= Set exercise =
Set out every line of the listing below as a numbered list, leaving out any blank lines.

= Data shown =

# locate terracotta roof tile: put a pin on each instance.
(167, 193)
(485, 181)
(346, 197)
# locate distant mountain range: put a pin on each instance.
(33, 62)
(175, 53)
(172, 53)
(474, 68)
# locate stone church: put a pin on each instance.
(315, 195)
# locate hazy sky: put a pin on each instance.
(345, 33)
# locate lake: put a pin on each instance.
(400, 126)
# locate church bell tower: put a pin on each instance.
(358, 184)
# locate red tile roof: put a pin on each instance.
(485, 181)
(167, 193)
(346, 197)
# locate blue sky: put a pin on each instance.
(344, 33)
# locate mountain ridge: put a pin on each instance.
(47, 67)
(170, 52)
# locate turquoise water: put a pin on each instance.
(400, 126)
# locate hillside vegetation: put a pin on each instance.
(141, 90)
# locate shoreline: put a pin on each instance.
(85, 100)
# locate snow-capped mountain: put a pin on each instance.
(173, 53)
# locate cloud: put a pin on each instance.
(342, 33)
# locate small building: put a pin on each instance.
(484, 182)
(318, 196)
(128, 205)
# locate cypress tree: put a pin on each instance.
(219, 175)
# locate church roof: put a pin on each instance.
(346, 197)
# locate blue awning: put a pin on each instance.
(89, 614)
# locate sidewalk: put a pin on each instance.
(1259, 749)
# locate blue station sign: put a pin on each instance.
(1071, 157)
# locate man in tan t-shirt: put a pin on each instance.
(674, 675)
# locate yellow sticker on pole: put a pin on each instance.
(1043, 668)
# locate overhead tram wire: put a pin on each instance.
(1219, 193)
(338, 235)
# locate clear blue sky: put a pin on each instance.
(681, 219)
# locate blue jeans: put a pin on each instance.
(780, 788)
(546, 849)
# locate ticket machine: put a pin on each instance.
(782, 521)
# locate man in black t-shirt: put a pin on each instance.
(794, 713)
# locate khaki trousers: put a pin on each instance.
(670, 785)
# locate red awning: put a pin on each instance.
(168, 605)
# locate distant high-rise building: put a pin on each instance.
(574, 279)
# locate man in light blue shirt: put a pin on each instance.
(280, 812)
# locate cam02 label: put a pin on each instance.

= Task answer =
1. # locate terracotta roof tile: put a pin on each instance.
2. (167, 193)
3. (485, 181)
4. (346, 197)
5. # locate distant mountain range: put a pin on each instance.
6. (33, 62)
7. (175, 53)
8. (172, 53)
9. (474, 68)
10. # locate stone church: put a pin on each instance.
11. (315, 195)
12. # locate hazy sky: put a pin on each instance.
13. (345, 33)
14. # locate lake: put a pin on each instance.
15. (400, 126)
16. # locate church bell tower: put a pin on each instance.
17. (358, 184)
18. # locate red tile roof: put a pin on each instance.
19. (485, 181)
20. (167, 193)
21. (346, 197)
22. # locate blue sky: put a pin on each instance.
23. (344, 33)
24. # locate mountain ridge: put a pin on each instance.
25. (47, 67)
26. (170, 52)
27. # locate turquoise water: put a pin on each instance.
28. (400, 126)
29. # locate hillside vegetation: put a pin on each instance.
30. (141, 90)
31. # locate shoreline: put a pin on each instance.
32. (85, 100)
33. # locate snow-capped mountain: put a pin on each instance.
34. (173, 53)
35. # locate cloud: put a pin on each instance.
36. (342, 33)
37. # locate small building: put a pin on each instance.
38. (484, 182)
39. (318, 196)
40. (128, 205)
41. # locate cypress tree: put a pin on each instance.
42. (219, 175)
43. # locate church roof: put a pin on each instance.
44. (346, 197)
45. # locate blue awning: put a pin on each instance.
46. (89, 614)
47. # locate sidewalk: put a pin on each instance.
48. (1259, 749)
49. # locate blue station sign: put a pin on each instance.
50. (1071, 157)
51. # locate man in tan t-shirt: put a pin on each instance.
52. (674, 675)
53. # locate yellow sticker on pole: put a pin on each instance.
54. (1043, 668)
55. # locate overhead tram wire: put a pin on each instance.
56. (1219, 193)
57. (338, 235)
58. # locate clear blue sky: put a pin on each instance.
59. (681, 219)
60. # locate blue jeans: put a pin on each instance.
61. (780, 788)
62. (546, 849)
63. # locate ticket machine: put a pin on each instance.
64. (782, 521)
65. # locate man in black t-shirt: put a pin on each instance.
66. (794, 713)
67. # locate khaki trousers: put a pin on each instance.
68. (670, 785)
69. # locate red awning: put a pin on each instance.
70. (168, 605)
71. # locate distant high-rise building: put a pin on each instance.
72. (574, 279)
73. # locate man in light blue shirt: put a pin on each instance.
74. (280, 812)
75. # locate cam02 label: put a pin on each instance.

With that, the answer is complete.